Saturday, June 16, 2007

Answers to some shout-box queries -3

Here are answers to some more of your shout-box queries.

vinod: What is the implication of nationalisation of venezuela's oil companies in the global oil prices?

What I foresee is a temporary spike in the prices. US (which sources most of the Venezeulan oil) will always find a quick substitute. This may lead to a temporary spike in international markets. But before it could do much damage on this count, either Venezuela will see the futility of losing US or it would have started pumping all that oil into international markets, which is sure to lead to a dampening effect.

So other than some temporary hickups, I can't foresee much trouble ahead on this count.

Daya: Sir... As per current definition of repo... it means injecting the liquidity... can you please explain how it inject liquidity? which rate is higher... repo or reverse rapo? And why?

Repo rate is the rate at which a loan is granted when an asset is given as collateral or security for the loan, and where the asset will be repossessed by the borrower to redeem the loan. When loan is so given by RBI (to banks and FIs) it injects money into the system. At present the repo rate is 7.75%. That means, this is the interest rate at which banks and FIs will have to borrow from RBI. If this rate is lowered, liquidity in the system will go up -- there is more money in the market. If this rate is hiked, it will drain away liquidity from the system. Because it is more costly to borrow at higher rates, banks and FIs will desist from borrowing more from RBI. This results in less availability of money in the system.

A reverse repo rate is the rate at which RBI mops up liquidity from the system by offering securities. At the moment this rate is 6%.

It is very easy to get confused with both the rates and their purposes. Actually calibrating one of these rates will result in either increase or decrease in money supply in the system. But which one to calibrate is a decision that RBI takes depending on its policy stance at that particular time.

There is nothing to show that one rate will always be higher than the other. It depends on the requirements/policy stance of the RBI at that particular point in time. At the moment the repo rate is higher than the reverse repo rate.

A look at the money market operations figures of RBI for a particular day, perhaps will give us more insight into the concept. I chose the latest one available from RBI's web site -- June 14, 2007.

Liquidity Adjustment Facility

(i) Repo ( 1 Day) 0.00 7.75

(ii) Reverse Repo ( 1 Day) 2,999.00 6.00

That statement shows that there are no repo transactions for the day. That is nobody came forward to take money from the RBI by pledging securities. But there are transactions under reverse repo. RBI has mopped up Rs. 2,999 crores from the system by taking money against its securities from the market participants. It means that banks and FIs have come forward to lend money to RBI. In other words, it has mopped up money from the system.

Hope this clarifies the concept.

deepak: sir , can you provide some insight on the topic "cblo-colletarized borrowring and lending obligation" in indian context. thankyou

Collateralised Borrowing and Lending Obligation (CBLO), is a money market instrument for the benefit of the entities who have either been phased out from inter bank call money market or have been given restricted participation in terms of ceiling on call borrowing and lending transactions and who do not have access to the call money market. CBLO is a discounted instrument available in electronic book entry form for the maturity period ranging from one day to ninety Days (can be made available up to one year as per RBI guidelines). In order to enable the market participants to borrow and lend funds, CCIL provides the Dealing System through Indian Financial Network (INFINET), a closed user group to the Members of the Negotiated Dealing System (NDS) who maintain Current account with RBI and through Internet for other entities who do not maintain Current account with RBI.

-- Dataset extract --

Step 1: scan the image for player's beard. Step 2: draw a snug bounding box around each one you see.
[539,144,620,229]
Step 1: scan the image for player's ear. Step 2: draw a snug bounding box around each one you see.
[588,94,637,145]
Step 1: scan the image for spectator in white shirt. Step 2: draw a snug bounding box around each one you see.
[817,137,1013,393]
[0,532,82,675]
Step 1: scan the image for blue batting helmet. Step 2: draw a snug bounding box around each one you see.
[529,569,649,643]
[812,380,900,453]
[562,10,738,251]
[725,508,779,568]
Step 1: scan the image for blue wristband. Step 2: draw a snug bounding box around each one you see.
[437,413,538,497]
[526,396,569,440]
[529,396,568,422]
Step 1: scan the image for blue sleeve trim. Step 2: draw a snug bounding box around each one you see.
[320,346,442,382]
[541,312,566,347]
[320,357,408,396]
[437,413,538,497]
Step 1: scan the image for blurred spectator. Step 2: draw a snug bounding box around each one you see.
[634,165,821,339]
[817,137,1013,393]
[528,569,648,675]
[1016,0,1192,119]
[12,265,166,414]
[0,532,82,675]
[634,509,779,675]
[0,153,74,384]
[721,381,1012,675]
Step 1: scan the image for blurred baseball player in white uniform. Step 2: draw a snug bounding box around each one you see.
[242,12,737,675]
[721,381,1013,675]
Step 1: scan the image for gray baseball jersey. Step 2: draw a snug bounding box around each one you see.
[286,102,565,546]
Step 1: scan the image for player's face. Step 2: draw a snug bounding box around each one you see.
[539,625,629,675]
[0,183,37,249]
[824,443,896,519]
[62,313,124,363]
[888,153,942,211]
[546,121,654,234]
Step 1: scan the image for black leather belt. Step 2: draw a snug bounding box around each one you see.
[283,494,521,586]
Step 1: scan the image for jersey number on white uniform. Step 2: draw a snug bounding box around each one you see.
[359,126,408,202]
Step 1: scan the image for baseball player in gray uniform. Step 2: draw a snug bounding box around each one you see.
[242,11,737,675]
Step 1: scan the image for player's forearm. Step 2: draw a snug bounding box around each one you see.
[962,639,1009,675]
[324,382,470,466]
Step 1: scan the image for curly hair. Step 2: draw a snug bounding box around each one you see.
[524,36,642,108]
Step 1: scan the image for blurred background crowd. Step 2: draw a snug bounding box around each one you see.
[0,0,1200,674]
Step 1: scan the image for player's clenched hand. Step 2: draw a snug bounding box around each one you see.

-- Job 1 --
Decide whether each statement agrees with the shout-box post: (a) the reverse repo rate stands at 6%; (b) the repo rate will always be higher than the reverse repo rate; (c) CBLO is offered for maturities of one day to ninety days. For each, answer yes or no and quote the deciding words from the shout-box post.
-- Job 2 --
In the records, reproduce only the lines starting at the one containing "Step 1: scan the image for blue batting" and ending at the one containing "[286,102,565,546]", substituting "tight" for "snug" and keeping everything else unchanged.
The shout-box post and the records have no connection to each other.

-- Response 1 --
(a) Yes: "At the moment this rate is 6%."
(b) No: "There is nothing to show that one rate will always be higher than the other."
(c) Yes: "for the maturity period ranging from one day to ninety Days"

-- Response 2 --
Step 1: scan the image for blue batting helmet. Step 2: draw a tight bounding box around each one you see.
[529,569,649,643]
[812,380,900,453]
[562,10,738,251]
[725,508,779,568]
Step 1: scan the image for blue wristband. Step 2: draw a tight bounding box around each one you see.
[437,413,538,497]
[526,396,569,440]
[529,396,568,422]
Step 1: scan the image for blue sleeve trim. Step 2: draw a tight bounding box around each one you see.
[320,346,442,382]
[541,312,566,347]
[320,357,408,396]
[437,413,538,497]
Step 1: scan the image for blurred spectator. Step 2: draw a tight bounding box around each one you see.
[634,165,821,339]
[817,137,1013,393]
[528,569,648,675]
[1016,0,1192,119]
[12,265,166,414]
[0,532,82,675]
[634,509,779,675]
[0,153,74,384]
[721,381,1012,675]
Step 1: scan the image for blurred baseball player in white uniform. Step 2: draw a tight bounding box around each one you see.
[242,12,737,675]
[721,381,1013,675]
Step 1: scan the image for gray baseball jersey. Step 2: draw a tight bounding box around each one you see.
[286,102,565,546]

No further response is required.